- _ZIEL DER AUFGABE_:
Beantworte diese Fragen zum Text über den Westen kurz:
(a) Wofür hat sich das besetzte Land klar ausgesprochen?
(b) Was ist vielleicht das Wesen des Westens?
(c) Warum sind die Zeiten unruhig?

- _SEITE_:
((

Was ist eigentlich der "Westen"?

Und eben dieser totgesagte Westen, der sich - weil er als Feind deklariert wurde - zusammenrauft und neu positioniert - und sich wohl auch neu definieren muss. Denn hier wird gerade ein Land besetzt, das sich ganz klar dafür ausgesprochen hat, dem Westen angehören zu wollen, sich den westlichen Werten zu verschreiben.

Und das wirkt umso befremdlicher, als wir im Westen doch ständig darüber debattieren, was denn nun eigentlich diese Werte sind, was der Westen überhaupt ist - und auch gehörig Kritik daran üben. Aber vielleicht ist genau das das Wesen des Westens: im Westen ist Kritik am Westen, an seinen Werten und an seinen Exzessen erlaubt - vielleicht nicht immer erwünscht, aber erlaubt. Dass ein Land diesem unsicheren Gefüge Westen angehören will und dafür bereit ist, zu kämpfen, das muss auf uns zurückstrahlen.

Die Zeiten sind unruhig, weil der Effekt dieses Moments seine Gründe übersteigt. Niemand kann genau einschätzen, wie sich die Situation entwickeln wird, wie die Akteure darauf reagieren werden, in welche Richtung sich die Welt nach dieser Kriegserklärung entwickeln wird.

))

Zeigeeinträge zu benannten Objekten:

((

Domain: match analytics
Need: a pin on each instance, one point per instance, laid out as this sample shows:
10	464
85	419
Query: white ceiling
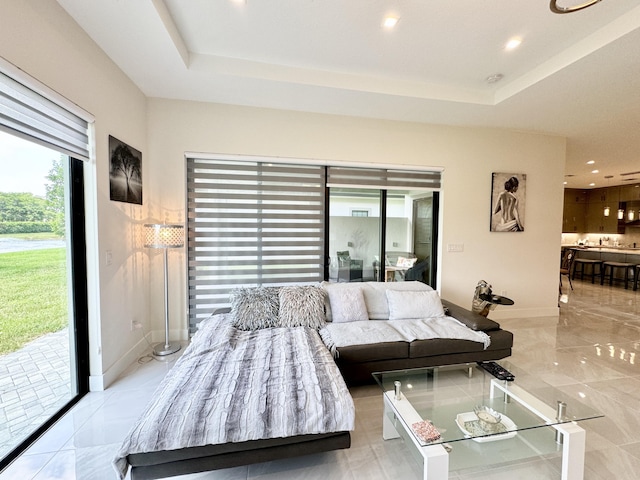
575	75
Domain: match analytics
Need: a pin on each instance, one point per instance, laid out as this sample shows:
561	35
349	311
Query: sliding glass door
382	235
43	314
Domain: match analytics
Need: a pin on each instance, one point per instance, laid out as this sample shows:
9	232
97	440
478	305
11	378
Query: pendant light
607	210
555	8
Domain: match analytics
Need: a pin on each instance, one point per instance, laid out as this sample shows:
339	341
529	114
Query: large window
256	223
43	317
249	224
396	242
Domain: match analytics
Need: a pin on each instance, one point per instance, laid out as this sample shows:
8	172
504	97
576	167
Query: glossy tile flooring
589	351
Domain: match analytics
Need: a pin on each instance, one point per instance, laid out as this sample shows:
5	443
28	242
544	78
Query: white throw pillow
347	305
405	305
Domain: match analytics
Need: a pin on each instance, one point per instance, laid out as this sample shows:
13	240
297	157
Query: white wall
523	265
41	39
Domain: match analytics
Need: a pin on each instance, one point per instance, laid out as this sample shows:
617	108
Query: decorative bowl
487	416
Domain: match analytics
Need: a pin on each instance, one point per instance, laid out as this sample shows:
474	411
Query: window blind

))

- _VOLLSTÄNDIGE ANTWORT_:
(a) Es will dem Westen angehören und sich den westlichen Werten verschreiben.
(b) Im Westen ist Kritik am Westen, an seinen Werten und an seinen Exzessen erlaubt. Sie ist vielleicht nicht immer erwünscht, aber erlaubt.
(c) Der Effekt dieses Moments übersteigt seine Gründe.